Gov. David Paterson said Thursday that he expects to sign a same-sex marriage bill into law in the coming weeks.
Paterson said he believes the state Senate to give the measure final legislative approval in weeks ahead and then he will sign it, making New York the seventh state to legalize same-sex marriage. Paterson can't force the Senate to take up the bill and admitted to reporters he can't guarantee its approval, but he says he's now confident it will pass, as advocates and sponsors of the bill in Albany have been quietly working to build support.
The bill was blocked by a summer coup in the Senate in the final days of the regular session in June. The Democrat-led Assembly has already passed the measure.
Paterson's statements Thursday came at the fall dinner in Manhattan of the influential gay rights group Empire State Pride Agenda. He said New York will have marriage equality "as a result of a law we will pass in the New York Senate, already passed in the Assembly, and will be signed by the governor, just in the next few weeks.''
The 1,200 people at the dinner cheered Paterson's remarks.
Paterson has long said that passing a gay marriage bill is one of his top priorities while in office.
"No longer in New York'' will same-sex couples have to worry about insurance coverage, being allowed to visit each other hospitals, or whether they will be guaranteed the same rights as other married couples under law, he said.
Paterson said he's spoken to advocates lobbying senators and "they believe if I put the bill on the calendar, it will pass. ... I believe it will pass.''
In the spring, advocates had sought to withdraw the bill from the Senate agenda when it appeared it would be defeated.
More than a year ago, Paterson had framed the debate as a civil right long denied. But divisions among Senate Democrats earlier this year made approval unlikely after a few Democrats in the 32-30 majority objected to the bill on religious grounds.
Now, however, Senate Republican leader Dean Skelos of Nassau County says GOP senators won't be asked to vote against the measure in a bloc and are free to vote for the bill.
A leading advocate and bill sponsor, Sen. Thomas Duane of Manhattan, who is gay, has declined to comment on the issue this week. Senate Democratic majority spokesman Austin Shafran said there has been no head count of votes on the issue.
To the crowd, Paterson joked that if anyone in a same-sex relationship had put off conversations about marriage because it wasn't legal, "you'd better leave now because marriage equality is coming to New York City.''
Same-sex marriage is legal in Massachusetts, Connecticut, Iowa and Vermont, and will start in New Hampshire in January. A referendum in Maine on Nov. 3 will determine the fate of a same-sex marriage bill passed by the Legislature in May.
Several other states offer civil unions, domestic partnerships or other arrangements that provide marriage-like rights to same-sex couples, including California, Hawaii, Washington, Oregon, Nevada, Colorado and Wisconsin.
• • •
**WORK REQUEST 1**
According to the article on New York's same-sex marriage bill, how many people attended the Empire State Pride Agenda dinner where Paterson spoke?
**WORK REQUEST 2**
Write out the passage of the article on New York's same-sex marriage bill that runs from "Gov. David Paterson" to "to build support.".

**DATA SHOWN**
• • •
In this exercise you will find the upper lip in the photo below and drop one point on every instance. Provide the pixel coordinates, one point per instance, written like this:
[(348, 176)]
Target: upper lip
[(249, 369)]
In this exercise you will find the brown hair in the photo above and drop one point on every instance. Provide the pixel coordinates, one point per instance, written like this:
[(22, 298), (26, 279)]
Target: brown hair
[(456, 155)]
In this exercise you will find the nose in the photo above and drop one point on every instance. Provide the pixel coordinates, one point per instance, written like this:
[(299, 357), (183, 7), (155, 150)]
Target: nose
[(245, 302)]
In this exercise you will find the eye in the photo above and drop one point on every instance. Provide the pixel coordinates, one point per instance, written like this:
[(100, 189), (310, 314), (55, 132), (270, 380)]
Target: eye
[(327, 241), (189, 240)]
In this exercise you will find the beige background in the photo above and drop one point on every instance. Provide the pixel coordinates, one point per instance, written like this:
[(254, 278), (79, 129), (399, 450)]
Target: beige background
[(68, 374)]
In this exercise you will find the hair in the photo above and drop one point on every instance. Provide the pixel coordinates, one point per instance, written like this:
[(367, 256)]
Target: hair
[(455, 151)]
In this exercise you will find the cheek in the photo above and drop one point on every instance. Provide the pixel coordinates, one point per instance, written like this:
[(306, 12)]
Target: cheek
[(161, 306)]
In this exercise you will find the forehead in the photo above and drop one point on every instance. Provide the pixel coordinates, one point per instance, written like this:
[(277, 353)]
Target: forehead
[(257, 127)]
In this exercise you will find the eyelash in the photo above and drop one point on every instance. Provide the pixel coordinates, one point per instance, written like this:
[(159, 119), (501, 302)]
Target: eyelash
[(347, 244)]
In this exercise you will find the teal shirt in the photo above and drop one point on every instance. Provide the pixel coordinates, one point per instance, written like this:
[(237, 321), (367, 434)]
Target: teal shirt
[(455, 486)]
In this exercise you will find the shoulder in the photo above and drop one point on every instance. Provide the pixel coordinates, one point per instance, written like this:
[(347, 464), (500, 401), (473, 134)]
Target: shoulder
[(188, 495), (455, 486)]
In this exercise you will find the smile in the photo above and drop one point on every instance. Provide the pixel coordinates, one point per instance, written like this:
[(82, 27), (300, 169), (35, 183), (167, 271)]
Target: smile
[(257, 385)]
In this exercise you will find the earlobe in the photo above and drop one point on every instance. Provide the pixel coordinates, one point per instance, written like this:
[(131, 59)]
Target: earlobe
• • •
**EXERCISE ANSWER 1**
1,200 people

**EXERCISE ANSWER 2**
Gov. David Paterson said Thursday that he expects to sign a same-sex marriage bill into law in the coming weeks.
Paterson said he believes the state Senate to give the measure final legislative approval in weeks ahead and then he will sign it, making New York the seventh state to legalize same-sex marriage. Paterson can't force the Senate to take up the bill and admitted to reporters he can't guarantee its approval, but he says he's now confident it will pass, as advocates and sponsors of the bill in Albany have been quietly working to build support.